■ SUPPLIED MATERIAL
>>>>>

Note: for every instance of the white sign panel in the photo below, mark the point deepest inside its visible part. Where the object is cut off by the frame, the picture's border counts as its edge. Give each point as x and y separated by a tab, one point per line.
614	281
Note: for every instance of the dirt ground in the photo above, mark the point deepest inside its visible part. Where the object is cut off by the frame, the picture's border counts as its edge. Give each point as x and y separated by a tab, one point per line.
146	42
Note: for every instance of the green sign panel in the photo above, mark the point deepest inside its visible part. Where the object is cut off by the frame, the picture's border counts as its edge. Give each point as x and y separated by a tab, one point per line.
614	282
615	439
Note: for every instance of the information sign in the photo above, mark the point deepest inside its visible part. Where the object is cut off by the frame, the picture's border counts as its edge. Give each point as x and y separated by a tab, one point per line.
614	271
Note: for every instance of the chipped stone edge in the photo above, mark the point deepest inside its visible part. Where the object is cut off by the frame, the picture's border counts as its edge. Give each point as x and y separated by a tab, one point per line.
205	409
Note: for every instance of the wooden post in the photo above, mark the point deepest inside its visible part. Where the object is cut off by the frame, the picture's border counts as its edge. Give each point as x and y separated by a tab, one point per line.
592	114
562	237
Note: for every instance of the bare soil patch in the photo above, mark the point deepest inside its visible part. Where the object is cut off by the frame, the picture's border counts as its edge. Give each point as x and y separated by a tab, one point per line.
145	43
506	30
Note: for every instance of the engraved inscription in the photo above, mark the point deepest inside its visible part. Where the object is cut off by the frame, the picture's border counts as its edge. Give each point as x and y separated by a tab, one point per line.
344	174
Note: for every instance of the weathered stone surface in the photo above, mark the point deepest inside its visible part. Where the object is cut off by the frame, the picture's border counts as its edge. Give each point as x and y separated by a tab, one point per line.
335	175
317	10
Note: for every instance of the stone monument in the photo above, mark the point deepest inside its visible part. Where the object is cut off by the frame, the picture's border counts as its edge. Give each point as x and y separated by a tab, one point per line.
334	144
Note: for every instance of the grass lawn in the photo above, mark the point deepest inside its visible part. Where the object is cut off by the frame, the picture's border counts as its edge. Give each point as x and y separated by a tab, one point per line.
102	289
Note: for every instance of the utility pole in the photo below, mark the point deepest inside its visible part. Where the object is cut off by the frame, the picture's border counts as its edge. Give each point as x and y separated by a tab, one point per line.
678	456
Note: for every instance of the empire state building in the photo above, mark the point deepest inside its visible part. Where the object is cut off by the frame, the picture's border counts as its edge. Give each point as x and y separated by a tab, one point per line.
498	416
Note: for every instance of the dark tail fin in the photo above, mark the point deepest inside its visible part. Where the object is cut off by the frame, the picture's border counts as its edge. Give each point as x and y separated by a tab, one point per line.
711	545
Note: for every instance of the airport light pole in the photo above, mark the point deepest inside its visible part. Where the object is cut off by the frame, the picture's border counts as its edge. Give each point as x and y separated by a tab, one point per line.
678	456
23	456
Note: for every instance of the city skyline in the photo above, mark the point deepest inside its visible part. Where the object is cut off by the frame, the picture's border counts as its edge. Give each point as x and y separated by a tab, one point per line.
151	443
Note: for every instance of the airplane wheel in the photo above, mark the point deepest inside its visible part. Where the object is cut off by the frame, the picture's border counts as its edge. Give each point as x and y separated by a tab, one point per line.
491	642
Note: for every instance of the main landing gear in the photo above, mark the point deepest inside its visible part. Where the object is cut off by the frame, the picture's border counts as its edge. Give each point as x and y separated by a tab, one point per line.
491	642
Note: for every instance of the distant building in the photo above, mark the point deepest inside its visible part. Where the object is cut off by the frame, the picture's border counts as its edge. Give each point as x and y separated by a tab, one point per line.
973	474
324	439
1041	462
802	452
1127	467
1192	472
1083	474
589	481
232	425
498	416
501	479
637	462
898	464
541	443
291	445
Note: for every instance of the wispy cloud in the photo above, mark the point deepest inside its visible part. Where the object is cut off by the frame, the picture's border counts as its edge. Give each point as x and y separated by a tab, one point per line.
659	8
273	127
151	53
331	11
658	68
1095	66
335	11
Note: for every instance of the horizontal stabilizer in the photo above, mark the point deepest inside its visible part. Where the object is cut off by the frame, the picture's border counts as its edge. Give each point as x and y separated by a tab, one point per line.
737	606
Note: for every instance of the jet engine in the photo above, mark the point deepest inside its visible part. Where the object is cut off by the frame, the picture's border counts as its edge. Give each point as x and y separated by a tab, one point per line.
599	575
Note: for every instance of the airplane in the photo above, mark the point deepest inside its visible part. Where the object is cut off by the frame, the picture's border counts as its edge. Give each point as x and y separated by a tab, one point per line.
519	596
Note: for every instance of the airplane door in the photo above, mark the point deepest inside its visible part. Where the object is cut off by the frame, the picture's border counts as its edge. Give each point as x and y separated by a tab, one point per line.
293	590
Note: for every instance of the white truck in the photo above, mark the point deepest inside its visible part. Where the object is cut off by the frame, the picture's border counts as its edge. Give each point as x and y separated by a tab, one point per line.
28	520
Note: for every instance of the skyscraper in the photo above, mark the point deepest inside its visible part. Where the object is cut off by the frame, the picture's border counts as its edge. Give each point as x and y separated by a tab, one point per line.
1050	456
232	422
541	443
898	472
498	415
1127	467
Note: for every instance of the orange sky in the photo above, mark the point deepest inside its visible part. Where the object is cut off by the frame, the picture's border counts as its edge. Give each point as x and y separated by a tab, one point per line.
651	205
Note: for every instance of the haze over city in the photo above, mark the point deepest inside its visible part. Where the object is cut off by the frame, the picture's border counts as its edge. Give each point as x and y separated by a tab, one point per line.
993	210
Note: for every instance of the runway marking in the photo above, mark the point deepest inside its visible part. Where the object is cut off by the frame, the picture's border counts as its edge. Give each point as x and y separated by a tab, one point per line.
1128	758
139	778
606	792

<<<<<

Turn every one of the rows above into a numbered list, and skip any blank lines.

1. Note: for every instance of the white sign panel in the photo below, mark the point deepest inside its visible part. Where the object is cut off by the frame, the picture's border counts as its edge. Give each point as x and y separated by a tab, one point per line.
2. 614	281
3. Note: for every instance of the dirt ground in the photo above, mark the point deepest inside its visible part. Where the object is cut off by the frame, the picture's border counts as its edge. Give each point as x and y separated by a tab, one point per line.
4. 146	42
5. Note: for every instance of the green sign panel in the photo above, mark the point deepest inside its visible part. Where the object is cut off by the frame, the picture's border counts as its edge. Give each point as x and y separated by a tab, one point per line.
6. 614	282
7. 615	439
8. Note: for every instance of the information sign in the photo above, mark the point deepest inside its visible part. Where the object is cut off by the frame, the picture's border counts as its edge. Give each point as x and y separated by a tab, one point per line.
9. 614	271
10. Note: for every instance of the chipped stone edge in the photo above, mark the point deepest inside its visible part. Where the object is cut off by the frame, the picture's border counts as its edge. Give each point as x and y separated by a tab, one point per line.
11. 205	409
12. Note: for every instance of the wooden post in the photo above, mark the point deepest inside its visible part. Where the object is cut off by the frame, the picture's border counts as its edge. Give each point as x and y separated by a tab, one point per line.
13. 592	114
14. 562	237
15. Note: for every instance of the bare soil patch in the photo above, mark the point deepest inside its visible part. Where the object is cut off by the frame, the picture's border counts as its edge. Give each point as x and y separated by a tab, one point per line.
16. 145	43
17. 506	30
18. Note: for every instance of the engraved inscription in the photo above, mark the point deepest inside its visible part. Where the object is cut off by the frame, the picture's border counts as its edge. Give each point as x and y separated by a tab, one point per line.
19. 344	174
20. Note: for every instance of the weathered stone surface in the photo above, mark the point deepest inside its visible part. Where the object is cut off by the frame, the picture's border counts as its edge. Give each point as x and y separated by a tab, one point per line.
21. 335	175
22. 317	10
23. Note: for every instance of the stone monument in the photo above, mark the point deepest inside its visible part. Where the object is cut off by the frame, the picture's border counts as its edge. Give each point as x and y separated by a tab, one point per line.
24. 334	144
25. Note: for every instance of the grass lawn in the photo above, mark the point deepest inside its visible part. Where the object is cut off by the frame, the picture's border counts as its edge. Give each point as x and y separated by a tab, one point per line.
26. 102	289
27. Note: for every instance of the utility pole in the photo below, mark the point deepest inside its visible part. Where the object is cut off by the frame, the picture's border counts as its edge. Give each point as x and y separated by a tab, one point per line.
28. 678	456
29. Note: for every instance of the empire state building in the photo above, mark the point deepest inside its visible part. Where the object is cut off by the frame, the picture's border counts as its edge. Give each point as x and y separated by a tab, one point per line.
30. 498	416
31. Note: for every instance of the dark tail fin in the photo above, mark the point deepest inside its visible part. Where the object is cut off by the frame, the picture's border counts as its edge. Give each point as x and y separated by a tab, one point per line.
32. 711	545
33. Note: for every instance of the airport light pole in the photo above, mark the point deepest inside its visible part. Where the object is cut off by the frame, the picture's border counts as its edge. Give each point as x and y separated by a tab, one point per line.
34. 678	456
35. 23	456
36. Note: for every instance of the city skyline in the photo above, mark the point deepest inside its visible part. Where the object is cut off by the frame, the picture's border counts as its edge. Give each point as x and y separated by a tab, one point per line.
37. 151	443
38. Note: for every instance of the airplane wheel in the photo above, mark the point deepest inside its visible part. Where the object is cut off by the frame, the picture's border counts as its edge. Give each point as x and y separated by a tab, one point per line.
39. 491	642
40. Note: for every instance of the main landing gear in the photo above, mark the point deepest inside its visible part. Where the object is cut off by the frame, the picture's border counts as its edge. Give each point as x and y separated by a tab, one point per line.
41. 491	642
42. Note: for every instance of the distant building in the photo above, mark the point deepest inside its visible part. Where the object is cut off by the frame, the picture's border counts as its edge. Give each point as x and y separated by a tab, one point per line.
43. 973	474
44. 324	439
45. 1041	462
46. 802	452
47. 1127	467
48. 1192	472
49. 1083	474
50. 589	481
51. 232	425
52. 498	416
53. 501	479
54. 637	462
55. 898	464
56. 541	443
57. 291	445
58. Note: for every instance of the wispy cloud in the photo above, mark the point deepest inside its visible part. Where the object is cut off by the frame, the picture's border counts as its edge. Give each point as x and y separated by a tab, one point per line.
59. 659	8
60. 273	127
61. 151	53
62. 331	11
63. 658	68
64. 1095	66
65. 335	11
66. Note: for every instance of the horizontal stabilizer in the photo above, mark the point deepest inside its visible part. Where the object is cut off by the frame, the picture's border counts as its edge. Give each point as x and y separated by a tab, one point per line.
67. 737	606
68. Note: for every instance of the jet engine in the photo above, mark the point deepest inside its visible part. Where the object is cut off by the frame, the picture's border counts as its edge. Give each point as x and y separated by a tab, one point per line.
69. 599	575
70. Note: for every instance of the airplane in the photo above, mark the point deepest inside its visible part. Where the object is cut off by the frame, the picture's border counts as its edge. Give each point as x and y separated by a tab, one point per line.
71. 519	596
72. Note: for every instance of the airplane door in the photo above, mark the point deepest inside its visible part. Where the object is cut off by the frame, the picture's border counts as its edge. Give each point as x and y separated by a tab, one point per line.
73. 293	590
74. Note: for every instance of the white truck in the photo above, mark the point deepest inside its visible part. Where the object is cut off by the frame, the picture's border counts as its edge. Give each point as x and y separated by a tab, one point per line.
75. 28	520
76. Note: for every instance of the skyscraper in the photo above, mark the point deepest inside its visible part. Where the object is cut off by the frame, the picture's border counts as its edge. Give each point as x and y separated by a tab, one point per line.
77. 1050	456
78. 232	422
79. 541	443
80. 898	472
81. 498	415
82. 1127	467
83. Note: for every instance of the orange sky in the photo above, mark the point deepest inside its visible part. Where the object is cut off by the frame, the picture's border counts as its edge. Give each point as x and y separated by a tab, one point per line.
84. 651	205
85. Note: for every instance of the haze over city in the photo above, mark the point deepest inside its visible part. Where the object is cut off by the frame, the picture's border counts as its edge. Give each point as x and y separated by a tab, one point per line.
86. 993	210
87. Note: for every instance of the runway marking in the photo above, mark the point deepest inside its visible part. Where the object is cut off by the frame, the picture's border counts as its edge. Give each point as x and y separated by a tab, one point per line.
88. 1128	758
89. 139	778
90. 606	792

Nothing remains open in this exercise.